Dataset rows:
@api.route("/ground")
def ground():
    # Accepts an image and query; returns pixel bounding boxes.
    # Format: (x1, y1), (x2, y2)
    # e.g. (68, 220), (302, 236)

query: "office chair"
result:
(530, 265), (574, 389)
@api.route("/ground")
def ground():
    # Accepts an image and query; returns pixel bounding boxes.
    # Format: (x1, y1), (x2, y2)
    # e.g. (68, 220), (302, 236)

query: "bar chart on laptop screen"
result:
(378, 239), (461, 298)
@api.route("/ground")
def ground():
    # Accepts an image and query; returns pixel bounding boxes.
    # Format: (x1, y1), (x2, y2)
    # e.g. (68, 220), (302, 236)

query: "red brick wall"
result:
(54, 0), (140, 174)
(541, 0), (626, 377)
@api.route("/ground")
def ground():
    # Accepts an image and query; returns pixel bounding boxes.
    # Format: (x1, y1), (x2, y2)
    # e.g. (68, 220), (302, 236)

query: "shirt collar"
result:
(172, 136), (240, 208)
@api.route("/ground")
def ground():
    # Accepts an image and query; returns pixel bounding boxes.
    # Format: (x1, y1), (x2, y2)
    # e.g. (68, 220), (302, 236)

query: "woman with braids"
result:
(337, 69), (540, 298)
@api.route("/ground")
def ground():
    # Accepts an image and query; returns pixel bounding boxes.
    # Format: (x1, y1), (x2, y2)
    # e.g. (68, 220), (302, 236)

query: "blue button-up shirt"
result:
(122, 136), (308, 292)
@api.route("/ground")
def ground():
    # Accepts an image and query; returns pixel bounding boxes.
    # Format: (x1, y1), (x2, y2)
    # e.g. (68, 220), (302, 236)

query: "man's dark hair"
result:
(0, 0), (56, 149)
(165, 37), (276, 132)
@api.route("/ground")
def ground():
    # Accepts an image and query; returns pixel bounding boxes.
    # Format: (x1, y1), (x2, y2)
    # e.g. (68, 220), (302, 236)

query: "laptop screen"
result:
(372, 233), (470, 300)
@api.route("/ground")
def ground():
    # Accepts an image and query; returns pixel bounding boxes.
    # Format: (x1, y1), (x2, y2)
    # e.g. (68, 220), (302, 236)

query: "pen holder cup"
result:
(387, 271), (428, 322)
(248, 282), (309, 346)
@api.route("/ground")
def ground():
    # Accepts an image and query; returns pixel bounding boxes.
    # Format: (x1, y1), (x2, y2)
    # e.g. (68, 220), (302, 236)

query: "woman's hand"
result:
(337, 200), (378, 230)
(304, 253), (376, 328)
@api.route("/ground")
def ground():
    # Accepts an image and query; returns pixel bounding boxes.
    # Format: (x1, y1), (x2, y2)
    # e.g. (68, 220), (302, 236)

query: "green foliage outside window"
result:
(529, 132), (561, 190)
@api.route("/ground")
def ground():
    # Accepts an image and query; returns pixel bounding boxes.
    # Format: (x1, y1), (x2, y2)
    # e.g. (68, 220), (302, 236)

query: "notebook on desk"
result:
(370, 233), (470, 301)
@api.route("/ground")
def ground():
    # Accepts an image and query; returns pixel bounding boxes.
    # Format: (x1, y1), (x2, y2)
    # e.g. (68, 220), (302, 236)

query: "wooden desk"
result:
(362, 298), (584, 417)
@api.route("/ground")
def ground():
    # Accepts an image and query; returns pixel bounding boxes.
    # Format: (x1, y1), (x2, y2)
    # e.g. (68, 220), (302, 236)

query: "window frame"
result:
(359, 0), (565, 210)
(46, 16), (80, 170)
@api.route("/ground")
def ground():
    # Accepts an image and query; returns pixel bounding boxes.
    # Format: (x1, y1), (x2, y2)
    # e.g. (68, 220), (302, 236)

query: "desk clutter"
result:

_TASK STATEMENT_
How many lines of the data above contain the string "screen"? Matching is case-sensitive, and the reply should be the number alone.

_ANSWER TO THIS PROBLEM_
2